VORLIEGENDER TEXT:
#####
Initialerlebnis Fahrrad

Der Beginn einer großen Leidenschaft.

Mit großen Augen verfolge ich die Vorbereitungen meines älteren Bruders, der in wenigen Minuten zu einer für mich unvorstellbar langen Fahrradtour aufbrechen wird. Es liegt eine seltsame Spannung in der Luft. Sie scheint zu flimmern, wie sonst nur bei großer Hitze, oder wie man es aus dem Fernsehen kennt.

Mein Vater bespricht mit meinem Bruder noch einmal den ersten Streckenabschnitt, während meine Mutter der Szene eher sorgenvoll folgt. Wie gerne würde ich mitkommen, wie gerne würde ich es sein, der hier aufbricht…

Irgendwann in den frühen Achtziger Jahren

Bewundernd fährt meine Hand über den glänzend schwarzen Lack seines neuen Kalkhoff-Sportrades. Mit dem geteilten Oberrohr und der schwungvollen Führung der beiden ungewohnt dünnen Oberrohre am Sattelrohr vorbei, ist es für meine Augen damals der Inbegriff eines ganz besonderen Fahrrades.
#####
(Gespeicherte Dateneinträge)

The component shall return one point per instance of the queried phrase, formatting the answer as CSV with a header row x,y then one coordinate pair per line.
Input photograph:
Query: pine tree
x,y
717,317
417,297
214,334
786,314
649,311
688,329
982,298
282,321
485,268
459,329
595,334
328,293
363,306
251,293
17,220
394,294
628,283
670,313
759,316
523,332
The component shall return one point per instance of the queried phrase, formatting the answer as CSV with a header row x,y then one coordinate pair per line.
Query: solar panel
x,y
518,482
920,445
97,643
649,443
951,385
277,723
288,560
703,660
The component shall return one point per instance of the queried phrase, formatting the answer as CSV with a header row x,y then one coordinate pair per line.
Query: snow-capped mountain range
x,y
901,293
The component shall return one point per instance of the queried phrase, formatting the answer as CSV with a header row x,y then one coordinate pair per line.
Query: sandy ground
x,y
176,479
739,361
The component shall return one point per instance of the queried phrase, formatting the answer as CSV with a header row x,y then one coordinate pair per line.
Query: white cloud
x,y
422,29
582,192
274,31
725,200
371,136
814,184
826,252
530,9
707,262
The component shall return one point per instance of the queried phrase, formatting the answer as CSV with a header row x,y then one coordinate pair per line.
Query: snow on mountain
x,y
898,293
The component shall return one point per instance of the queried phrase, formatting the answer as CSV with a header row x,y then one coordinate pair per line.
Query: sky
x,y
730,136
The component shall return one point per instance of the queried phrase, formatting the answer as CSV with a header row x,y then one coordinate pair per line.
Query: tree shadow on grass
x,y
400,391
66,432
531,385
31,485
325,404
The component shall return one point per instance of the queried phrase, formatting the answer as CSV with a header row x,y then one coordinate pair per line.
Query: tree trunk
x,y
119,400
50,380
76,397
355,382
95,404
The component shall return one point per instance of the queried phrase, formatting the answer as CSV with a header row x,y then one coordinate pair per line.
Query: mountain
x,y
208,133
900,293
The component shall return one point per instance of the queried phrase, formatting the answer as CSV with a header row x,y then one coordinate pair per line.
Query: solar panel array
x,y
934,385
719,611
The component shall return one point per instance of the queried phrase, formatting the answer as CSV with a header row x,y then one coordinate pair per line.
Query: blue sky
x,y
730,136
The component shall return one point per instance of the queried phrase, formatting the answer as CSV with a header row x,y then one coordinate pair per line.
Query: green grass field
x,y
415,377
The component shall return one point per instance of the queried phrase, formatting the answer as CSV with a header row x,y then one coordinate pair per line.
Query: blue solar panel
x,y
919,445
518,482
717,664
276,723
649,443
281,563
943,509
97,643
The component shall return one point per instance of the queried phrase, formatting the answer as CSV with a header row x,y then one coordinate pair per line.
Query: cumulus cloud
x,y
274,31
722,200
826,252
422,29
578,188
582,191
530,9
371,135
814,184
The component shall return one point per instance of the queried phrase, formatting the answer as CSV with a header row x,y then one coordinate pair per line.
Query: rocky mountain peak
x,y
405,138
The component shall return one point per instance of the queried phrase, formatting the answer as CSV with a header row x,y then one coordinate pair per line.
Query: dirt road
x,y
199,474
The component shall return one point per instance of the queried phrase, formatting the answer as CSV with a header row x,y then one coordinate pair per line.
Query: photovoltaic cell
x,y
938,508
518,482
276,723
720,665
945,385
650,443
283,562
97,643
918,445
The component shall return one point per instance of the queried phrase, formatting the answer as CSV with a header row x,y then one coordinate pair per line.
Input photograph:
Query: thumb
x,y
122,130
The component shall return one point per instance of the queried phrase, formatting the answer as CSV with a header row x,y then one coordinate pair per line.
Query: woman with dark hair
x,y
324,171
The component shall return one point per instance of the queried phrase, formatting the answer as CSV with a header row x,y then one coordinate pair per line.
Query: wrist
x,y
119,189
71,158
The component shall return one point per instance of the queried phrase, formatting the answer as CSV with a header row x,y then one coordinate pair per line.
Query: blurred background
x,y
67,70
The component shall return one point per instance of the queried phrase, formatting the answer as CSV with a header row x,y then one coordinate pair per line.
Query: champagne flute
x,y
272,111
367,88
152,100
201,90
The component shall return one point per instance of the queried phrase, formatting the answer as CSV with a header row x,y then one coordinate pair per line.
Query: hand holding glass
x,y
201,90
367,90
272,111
#####
ERFORDERLICHE SCHRITTE:
**a.** Beantworte zum Text über das Initialerlebnis Fahrrad diese Fragen:
(i) Was bespricht der Vater mit dem Bruder noch einmal?
(ii) Von welcher Marke ist das neue Sportrad des Bruders?
(iii) Welche Farbe hat der Lack dieses Rades?
**b.** Zitiere bitte aus dem Text über das Initialerlebnis Fahrrad die Passage, die mit „Mit großen Augen“ beginnt und mit „dem Fernsehen kennt.“ endet.

ERGEBNISSE JE AUFGABE:
**a.**
(i) Den ersten Streckenabschnitt.
(ii) Von Kalkhoff.
(iii) Glänzend schwarz.

**b.**
Mit großen Augen verfolge ich die Vorbereitungen meines älteren Bruders, der in wenigen Minuten zu einer für mich unvorstellbar langen Fahrradtour aufbrechen wird. Es liegt eine seltsame Spannung in der Luft. Sie scheint zu flimmern, wie sonst nur bei großer Hitze, oder wie man es aus dem Fernsehen kennt.